Segment Start: Dataset records

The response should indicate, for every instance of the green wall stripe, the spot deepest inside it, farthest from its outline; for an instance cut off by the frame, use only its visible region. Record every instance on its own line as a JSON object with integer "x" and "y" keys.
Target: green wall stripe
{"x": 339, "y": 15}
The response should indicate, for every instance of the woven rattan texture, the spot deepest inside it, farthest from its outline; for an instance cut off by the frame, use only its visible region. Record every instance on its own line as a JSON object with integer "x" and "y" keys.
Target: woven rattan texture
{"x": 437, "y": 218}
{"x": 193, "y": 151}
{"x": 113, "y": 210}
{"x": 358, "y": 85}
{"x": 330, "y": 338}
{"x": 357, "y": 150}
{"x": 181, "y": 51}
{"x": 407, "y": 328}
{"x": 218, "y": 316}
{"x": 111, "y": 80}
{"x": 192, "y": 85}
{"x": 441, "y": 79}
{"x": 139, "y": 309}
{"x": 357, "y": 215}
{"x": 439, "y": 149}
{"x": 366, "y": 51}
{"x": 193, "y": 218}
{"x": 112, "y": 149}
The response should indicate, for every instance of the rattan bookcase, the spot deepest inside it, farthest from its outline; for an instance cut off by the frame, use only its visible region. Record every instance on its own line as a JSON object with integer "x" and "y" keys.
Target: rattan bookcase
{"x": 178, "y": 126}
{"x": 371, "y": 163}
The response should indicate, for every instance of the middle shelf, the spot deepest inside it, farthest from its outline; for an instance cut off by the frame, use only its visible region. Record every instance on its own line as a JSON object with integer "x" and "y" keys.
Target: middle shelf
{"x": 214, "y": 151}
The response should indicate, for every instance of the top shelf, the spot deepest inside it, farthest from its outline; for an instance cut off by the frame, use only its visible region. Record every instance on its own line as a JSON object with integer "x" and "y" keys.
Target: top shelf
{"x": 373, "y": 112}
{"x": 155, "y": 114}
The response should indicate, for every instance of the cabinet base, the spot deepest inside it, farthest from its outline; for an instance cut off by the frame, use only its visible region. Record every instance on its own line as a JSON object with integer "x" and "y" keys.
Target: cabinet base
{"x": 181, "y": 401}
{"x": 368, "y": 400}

Segment End: Dataset records

→ Work order
Without changing a word, write out each entry again.

→ Task solution
The response should indicate, for every instance of the green wall stripe, the spot deepest inside it, farthest from its outline; for an instance cut off by the frame, use only its visible region. Record every instance on its own line as a JSON object with integer "x" and "y" keys.
Target: green wall stripe
{"x": 339, "y": 15}
The response should indicate, for every instance of the woven rattan texture, the spot deepest inside it, farthest from its outline; for an instance cut off by the frame, use only its visible region. Record every instance on its own line as a JSON object with integer "x" and "y" keys.
Target: woven rattan texture
{"x": 437, "y": 218}
{"x": 193, "y": 151}
{"x": 113, "y": 210}
{"x": 358, "y": 85}
{"x": 330, "y": 338}
{"x": 357, "y": 150}
{"x": 181, "y": 51}
{"x": 407, "y": 328}
{"x": 218, "y": 316}
{"x": 111, "y": 80}
{"x": 192, "y": 85}
{"x": 441, "y": 79}
{"x": 139, "y": 309}
{"x": 357, "y": 215}
{"x": 439, "y": 149}
{"x": 366, "y": 51}
{"x": 193, "y": 218}
{"x": 112, "y": 149}
The response should indicate, for every instance of the rattan bookcase, the spot deepest inside it, farthest from its outline; for an instance cut off by the frame, use only its visible region. Record every instance on its own line as a JSON object with integer "x" and "y" keys.
Target: rattan bookcase
{"x": 178, "y": 126}
{"x": 371, "y": 163}
The response should indicate, for every instance of the middle shelf, the spot deepest inside it, farthest from its outline; for an instance cut off by the frame, use only its visible region. Record every instance on its own line as a JSON object with integer "x" and "y" keys.
Target: middle shelf
{"x": 214, "y": 151}
The response should indicate, for every instance of the top shelf, the spot deepest inside it, farthest from its outline; for an instance cut off by the frame, use only its visible region. Record every instance on its own line as a JSON object with integer "x" and "y" keys.
Target: top shelf
{"x": 373, "y": 112}
{"x": 155, "y": 114}
The response should indicate, for every instance of the cabinet base, the spot deepest inside it, farthest from its outline; for an instance cut off by the frame, use only its visible region. Record every instance on its own line as a JSON object with integer "x" and "y" keys.
Target: cabinet base
{"x": 181, "y": 401}
{"x": 368, "y": 400}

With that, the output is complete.